(Rows from a pointing dataset)

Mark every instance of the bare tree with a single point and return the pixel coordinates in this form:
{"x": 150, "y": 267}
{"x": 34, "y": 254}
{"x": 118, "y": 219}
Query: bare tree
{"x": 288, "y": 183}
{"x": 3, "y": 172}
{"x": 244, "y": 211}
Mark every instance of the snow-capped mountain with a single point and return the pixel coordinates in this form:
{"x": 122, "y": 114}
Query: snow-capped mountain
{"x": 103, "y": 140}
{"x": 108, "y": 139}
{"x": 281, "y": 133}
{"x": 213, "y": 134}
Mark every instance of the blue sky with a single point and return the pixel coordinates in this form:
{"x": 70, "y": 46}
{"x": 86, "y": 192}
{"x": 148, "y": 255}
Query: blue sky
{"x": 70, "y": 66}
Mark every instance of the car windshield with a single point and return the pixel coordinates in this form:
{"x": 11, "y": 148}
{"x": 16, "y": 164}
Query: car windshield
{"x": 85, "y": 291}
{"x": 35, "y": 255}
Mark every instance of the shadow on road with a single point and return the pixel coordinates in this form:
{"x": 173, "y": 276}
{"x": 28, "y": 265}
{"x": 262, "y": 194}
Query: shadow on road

--

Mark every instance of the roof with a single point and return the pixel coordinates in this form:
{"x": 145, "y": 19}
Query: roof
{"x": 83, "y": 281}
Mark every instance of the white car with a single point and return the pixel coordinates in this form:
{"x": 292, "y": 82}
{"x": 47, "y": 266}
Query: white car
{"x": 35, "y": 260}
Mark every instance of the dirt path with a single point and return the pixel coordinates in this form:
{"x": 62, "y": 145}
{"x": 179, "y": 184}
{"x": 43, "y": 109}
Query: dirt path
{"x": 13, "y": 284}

● Problem description:
Rewrite the rows from the line with "Mark every instance of the bare" to the line with "Query: shadow on road" as a JSON list of strings, one string per line, skipping any blank lines.

● Task response:
[
  "Mark every instance of the bare tree with a single point and return the pixel coordinates in this form:",
  "{\"x\": 150, \"y\": 267}",
  "{\"x\": 34, \"y\": 254}",
  "{\"x\": 118, \"y\": 219}",
  "Query: bare tree",
  "{\"x\": 288, \"y\": 183}",
  "{\"x\": 3, \"y\": 172}",
  "{\"x\": 244, \"y\": 211}",
  "Mark every instance of the snow-capped mountain with a single point and return the pixel coordinates in this form:",
  "{\"x\": 122, \"y\": 114}",
  "Query: snow-capped mountain",
  "{\"x\": 103, \"y\": 140}",
  "{\"x\": 108, \"y\": 139}",
  "{\"x\": 281, \"y\": 133}",
  "{\"x\": 213, \"y\": 134}",
  "Mark every instance of the blue sky with a single point and return the pixel coordinates in this form:",
  "{\"x\": 70, \"y\": 46}",
  "{\"x\": 86, \"y\": 192}",
  "{\"x\": 148, \"y\": 255}",
  "Query: blue sky",
  "{\"x\": 70, \"y\": 66}",
  "Mark every instance of the car windshield with a single point and return the pixel coordinates in this form:",
  "{\"x\": 11, \"y\": 148}",
  "{\"x\": 16, \"y\": 164}",
  "Query: car windshield",
  "{\"x\": 85, \"y\": 291}",
  "{\"x\": 35, \"y\": 255}",
  "Mark every instance of the shadow on road with a single point and return the pixel coordinates in this form:",
  "{\"x\": 173, \"y\": 276}",
  "{\"x\": 28, \"y\": 265}",
  "{\"x\": 262, \"y\": 194}",
  "Query: shadow on road"
]